**YOUR GOAL**
Convert the rows below into a JSON list of strings, one string per line with blank lines omitted, covering only the stretch that begins at the line containing "indicate the girl's raised" and stops after the line containing "column 499, row 191". Include both of those lines.

**DATA LISTING**
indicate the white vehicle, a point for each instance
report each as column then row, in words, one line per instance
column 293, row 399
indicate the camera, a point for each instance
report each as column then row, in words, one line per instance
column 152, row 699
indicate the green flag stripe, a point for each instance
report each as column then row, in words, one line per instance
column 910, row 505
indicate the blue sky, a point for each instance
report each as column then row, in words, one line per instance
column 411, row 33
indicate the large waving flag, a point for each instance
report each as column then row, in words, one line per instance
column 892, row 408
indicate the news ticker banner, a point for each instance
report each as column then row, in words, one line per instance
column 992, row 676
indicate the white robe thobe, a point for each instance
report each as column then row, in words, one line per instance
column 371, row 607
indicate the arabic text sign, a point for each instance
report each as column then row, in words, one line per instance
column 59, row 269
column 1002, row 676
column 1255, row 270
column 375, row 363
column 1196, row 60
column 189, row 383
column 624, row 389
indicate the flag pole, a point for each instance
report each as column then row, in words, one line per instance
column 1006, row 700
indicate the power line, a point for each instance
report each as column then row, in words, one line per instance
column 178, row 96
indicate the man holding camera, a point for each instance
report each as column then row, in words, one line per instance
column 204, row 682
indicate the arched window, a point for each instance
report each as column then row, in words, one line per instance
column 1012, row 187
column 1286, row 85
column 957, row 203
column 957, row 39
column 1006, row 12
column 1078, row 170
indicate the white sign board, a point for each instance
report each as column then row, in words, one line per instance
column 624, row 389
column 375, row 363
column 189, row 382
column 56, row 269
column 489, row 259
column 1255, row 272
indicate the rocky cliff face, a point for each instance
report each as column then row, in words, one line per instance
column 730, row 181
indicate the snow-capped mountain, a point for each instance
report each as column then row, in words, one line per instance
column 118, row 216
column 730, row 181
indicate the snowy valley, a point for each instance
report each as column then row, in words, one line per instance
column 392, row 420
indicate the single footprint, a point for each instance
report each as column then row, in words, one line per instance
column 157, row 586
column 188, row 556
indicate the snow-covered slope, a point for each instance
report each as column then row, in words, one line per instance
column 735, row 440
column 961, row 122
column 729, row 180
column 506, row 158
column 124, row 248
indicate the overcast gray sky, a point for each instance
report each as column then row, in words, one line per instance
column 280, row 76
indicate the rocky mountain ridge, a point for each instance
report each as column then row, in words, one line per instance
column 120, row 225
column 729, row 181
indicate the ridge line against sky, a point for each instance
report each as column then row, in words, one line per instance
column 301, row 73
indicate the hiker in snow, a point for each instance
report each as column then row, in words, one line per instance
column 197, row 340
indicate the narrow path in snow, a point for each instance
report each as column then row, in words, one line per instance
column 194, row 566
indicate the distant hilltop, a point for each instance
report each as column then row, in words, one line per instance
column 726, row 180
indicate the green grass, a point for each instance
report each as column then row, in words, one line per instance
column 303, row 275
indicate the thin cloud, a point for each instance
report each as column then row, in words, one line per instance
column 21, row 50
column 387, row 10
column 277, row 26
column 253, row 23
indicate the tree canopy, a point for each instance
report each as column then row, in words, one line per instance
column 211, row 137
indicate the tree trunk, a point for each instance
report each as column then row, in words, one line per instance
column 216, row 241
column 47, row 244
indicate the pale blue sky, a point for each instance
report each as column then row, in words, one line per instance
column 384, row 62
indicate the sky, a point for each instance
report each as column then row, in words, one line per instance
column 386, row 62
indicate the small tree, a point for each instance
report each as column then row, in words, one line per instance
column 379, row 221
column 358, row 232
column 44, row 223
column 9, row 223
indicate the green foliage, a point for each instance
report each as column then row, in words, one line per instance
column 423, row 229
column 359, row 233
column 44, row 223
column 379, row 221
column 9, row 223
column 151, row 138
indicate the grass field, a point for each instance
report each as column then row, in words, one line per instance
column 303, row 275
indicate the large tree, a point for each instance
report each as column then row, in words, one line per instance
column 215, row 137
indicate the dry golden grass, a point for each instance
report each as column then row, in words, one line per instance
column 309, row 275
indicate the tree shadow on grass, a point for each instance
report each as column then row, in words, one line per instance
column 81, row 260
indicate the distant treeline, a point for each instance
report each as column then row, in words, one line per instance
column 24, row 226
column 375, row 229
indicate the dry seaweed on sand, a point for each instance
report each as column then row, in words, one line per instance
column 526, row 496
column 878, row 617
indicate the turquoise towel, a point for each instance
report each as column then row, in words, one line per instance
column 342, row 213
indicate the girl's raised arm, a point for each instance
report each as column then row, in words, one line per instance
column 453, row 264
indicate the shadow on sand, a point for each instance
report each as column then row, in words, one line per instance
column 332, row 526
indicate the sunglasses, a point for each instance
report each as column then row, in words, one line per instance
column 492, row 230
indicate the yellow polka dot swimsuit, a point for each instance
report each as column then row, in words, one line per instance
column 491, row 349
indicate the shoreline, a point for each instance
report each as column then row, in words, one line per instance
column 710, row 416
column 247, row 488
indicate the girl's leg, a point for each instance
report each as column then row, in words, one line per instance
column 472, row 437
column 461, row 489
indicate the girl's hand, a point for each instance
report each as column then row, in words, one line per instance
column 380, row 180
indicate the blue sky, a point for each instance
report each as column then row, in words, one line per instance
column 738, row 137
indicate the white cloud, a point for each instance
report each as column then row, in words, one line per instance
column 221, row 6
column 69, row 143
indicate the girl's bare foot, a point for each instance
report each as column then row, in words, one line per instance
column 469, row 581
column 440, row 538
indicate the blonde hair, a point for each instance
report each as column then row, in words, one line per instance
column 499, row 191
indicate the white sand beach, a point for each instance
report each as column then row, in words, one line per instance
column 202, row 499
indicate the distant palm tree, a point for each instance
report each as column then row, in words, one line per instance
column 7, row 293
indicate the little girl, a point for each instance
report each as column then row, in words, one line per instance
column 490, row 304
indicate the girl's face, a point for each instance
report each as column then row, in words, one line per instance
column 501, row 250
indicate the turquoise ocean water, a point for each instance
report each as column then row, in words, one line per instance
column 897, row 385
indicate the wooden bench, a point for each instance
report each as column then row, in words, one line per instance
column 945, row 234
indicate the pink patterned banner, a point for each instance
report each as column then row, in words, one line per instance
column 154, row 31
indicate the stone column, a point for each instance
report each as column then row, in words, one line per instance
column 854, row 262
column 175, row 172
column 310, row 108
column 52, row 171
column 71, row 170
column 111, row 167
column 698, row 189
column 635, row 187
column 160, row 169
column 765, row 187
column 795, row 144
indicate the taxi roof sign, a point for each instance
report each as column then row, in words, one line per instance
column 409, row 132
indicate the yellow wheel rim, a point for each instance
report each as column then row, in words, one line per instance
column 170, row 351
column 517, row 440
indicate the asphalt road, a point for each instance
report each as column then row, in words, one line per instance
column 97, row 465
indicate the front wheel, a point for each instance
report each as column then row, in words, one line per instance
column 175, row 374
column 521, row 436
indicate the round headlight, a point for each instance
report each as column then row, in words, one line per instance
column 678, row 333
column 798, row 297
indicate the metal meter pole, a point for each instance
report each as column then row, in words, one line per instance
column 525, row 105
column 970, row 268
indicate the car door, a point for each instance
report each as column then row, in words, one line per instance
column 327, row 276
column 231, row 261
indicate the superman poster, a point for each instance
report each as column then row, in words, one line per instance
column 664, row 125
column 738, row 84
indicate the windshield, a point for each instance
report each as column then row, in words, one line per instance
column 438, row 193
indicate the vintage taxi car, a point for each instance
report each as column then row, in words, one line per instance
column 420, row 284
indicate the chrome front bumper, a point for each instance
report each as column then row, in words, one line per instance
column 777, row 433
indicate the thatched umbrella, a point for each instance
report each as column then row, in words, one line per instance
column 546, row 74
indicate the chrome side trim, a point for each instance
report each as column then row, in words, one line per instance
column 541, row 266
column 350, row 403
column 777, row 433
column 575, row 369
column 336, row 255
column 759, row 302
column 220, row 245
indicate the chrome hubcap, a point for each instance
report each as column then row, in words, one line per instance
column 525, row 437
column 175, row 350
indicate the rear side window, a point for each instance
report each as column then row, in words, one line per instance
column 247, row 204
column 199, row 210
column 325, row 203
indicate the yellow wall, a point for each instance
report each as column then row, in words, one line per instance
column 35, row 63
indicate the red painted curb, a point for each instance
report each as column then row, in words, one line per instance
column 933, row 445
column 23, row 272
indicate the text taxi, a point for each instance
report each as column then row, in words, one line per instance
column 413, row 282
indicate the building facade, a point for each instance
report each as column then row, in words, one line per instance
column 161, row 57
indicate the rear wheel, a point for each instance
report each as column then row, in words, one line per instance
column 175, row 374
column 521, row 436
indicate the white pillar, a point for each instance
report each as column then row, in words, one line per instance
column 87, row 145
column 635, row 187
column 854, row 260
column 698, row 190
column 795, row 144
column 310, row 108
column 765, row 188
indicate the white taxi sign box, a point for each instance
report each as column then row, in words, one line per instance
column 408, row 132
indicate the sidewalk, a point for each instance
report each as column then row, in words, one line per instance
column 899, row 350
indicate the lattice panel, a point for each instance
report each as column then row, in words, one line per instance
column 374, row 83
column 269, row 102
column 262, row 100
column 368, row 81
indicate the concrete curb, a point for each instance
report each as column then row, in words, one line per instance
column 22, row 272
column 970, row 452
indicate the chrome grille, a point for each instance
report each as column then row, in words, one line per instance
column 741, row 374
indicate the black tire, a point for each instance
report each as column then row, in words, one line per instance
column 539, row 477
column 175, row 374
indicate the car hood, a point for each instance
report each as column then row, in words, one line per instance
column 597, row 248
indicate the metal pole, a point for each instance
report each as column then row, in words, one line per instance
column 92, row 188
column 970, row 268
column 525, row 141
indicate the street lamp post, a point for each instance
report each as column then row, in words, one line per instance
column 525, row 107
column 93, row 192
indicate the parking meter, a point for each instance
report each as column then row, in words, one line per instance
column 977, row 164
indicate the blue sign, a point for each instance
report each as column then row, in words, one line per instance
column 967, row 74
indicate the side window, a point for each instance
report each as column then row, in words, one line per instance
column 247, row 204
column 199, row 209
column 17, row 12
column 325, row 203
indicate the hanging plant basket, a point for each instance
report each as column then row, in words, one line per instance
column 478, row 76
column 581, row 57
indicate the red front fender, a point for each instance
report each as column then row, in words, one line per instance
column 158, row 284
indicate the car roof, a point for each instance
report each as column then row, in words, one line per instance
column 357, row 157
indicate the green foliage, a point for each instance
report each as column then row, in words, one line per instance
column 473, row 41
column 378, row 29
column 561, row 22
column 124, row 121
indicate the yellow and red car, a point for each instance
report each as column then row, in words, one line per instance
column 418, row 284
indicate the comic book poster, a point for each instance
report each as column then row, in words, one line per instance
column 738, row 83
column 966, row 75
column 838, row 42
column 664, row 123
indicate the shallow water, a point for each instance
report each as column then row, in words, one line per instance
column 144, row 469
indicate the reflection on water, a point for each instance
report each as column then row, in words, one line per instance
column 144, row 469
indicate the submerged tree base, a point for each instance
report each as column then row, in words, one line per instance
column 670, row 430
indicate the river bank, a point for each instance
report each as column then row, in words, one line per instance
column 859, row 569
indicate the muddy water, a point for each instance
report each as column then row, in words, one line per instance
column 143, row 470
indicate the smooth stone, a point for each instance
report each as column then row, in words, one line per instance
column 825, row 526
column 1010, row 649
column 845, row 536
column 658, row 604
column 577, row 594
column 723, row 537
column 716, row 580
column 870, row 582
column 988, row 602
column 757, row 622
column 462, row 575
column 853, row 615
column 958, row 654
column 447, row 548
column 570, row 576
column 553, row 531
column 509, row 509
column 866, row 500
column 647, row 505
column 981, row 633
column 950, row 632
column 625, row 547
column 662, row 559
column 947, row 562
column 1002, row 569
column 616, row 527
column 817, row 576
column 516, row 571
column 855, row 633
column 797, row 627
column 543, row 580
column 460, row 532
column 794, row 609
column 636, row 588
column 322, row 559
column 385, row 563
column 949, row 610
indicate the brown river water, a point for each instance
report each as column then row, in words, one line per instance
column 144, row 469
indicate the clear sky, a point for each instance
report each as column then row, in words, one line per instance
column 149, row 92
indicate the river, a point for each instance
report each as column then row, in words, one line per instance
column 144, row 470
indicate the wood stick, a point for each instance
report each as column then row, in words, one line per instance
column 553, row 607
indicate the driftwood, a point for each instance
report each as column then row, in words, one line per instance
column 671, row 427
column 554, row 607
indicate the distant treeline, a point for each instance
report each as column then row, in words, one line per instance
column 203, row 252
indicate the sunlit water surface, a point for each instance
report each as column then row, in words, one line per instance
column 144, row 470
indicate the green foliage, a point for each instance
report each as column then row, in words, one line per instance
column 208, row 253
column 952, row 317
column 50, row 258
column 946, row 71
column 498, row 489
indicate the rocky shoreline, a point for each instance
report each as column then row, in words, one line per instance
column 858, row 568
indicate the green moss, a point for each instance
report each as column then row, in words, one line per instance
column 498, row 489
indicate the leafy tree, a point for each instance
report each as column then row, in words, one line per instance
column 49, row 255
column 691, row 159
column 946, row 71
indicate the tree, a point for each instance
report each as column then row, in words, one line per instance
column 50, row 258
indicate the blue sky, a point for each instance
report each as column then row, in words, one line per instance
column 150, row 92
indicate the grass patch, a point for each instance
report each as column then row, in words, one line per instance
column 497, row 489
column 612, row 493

**ANSWER FOR THIS EXERCISE**
[
  "indicate the girl's raised arm, a point for each instance",
  "report each as column then row, in words, one line per instance",
  "column 453, row 264",
  "indicate the shadow on sand, a point for each instance",
  "report each as column then row, in words, one line per instance",
  "column 332, row 526",
  "indicate the sunglasses, a point for each instance",
  "report each as column then row, in words, one line per instance",
  "column 492, row 230",
  "indicate the yellow polka dot swimsuit, a point for each instance",
  "report each as column then row, in words, one line per instance",
  "column 491, row 349",
  "indicate the shoreline, a point for each instance",
  "report each as column then row, in words, one line per instance",
  "column 710, row 416",
  "column 247, row 488",
  "indicate the girl's leg, a point for each instance",
  "report each as column then row, in words, one line per instance",
  "column 472, row 437",
  "column 461, row 489",
  "indicate the girl's hand, a point for each instance",
  "report each as column then row, in words, one line per instance",
  "column 380, row 180",
  "indicate the blue sky, a point for each instance",
  "report each as column then row, in words, one line per instance",
  "column 738, row 137",
  "indicate the white cloud, a point for each instance",
  "report each as column then row, in words, one line per instance",
  "column 221, row 6",
  "column 69, row 143",
  "indicate the girl's bare foot, a point for each instance",
  "report each as column then row, in words, one line per instance",
  "column 469, row 581",
  "column 440, row 538",
  "indicate the blonde hair, a point for each instance",
  "report each as column then row, in words, one line per instance",
  "column 499, row 191"
]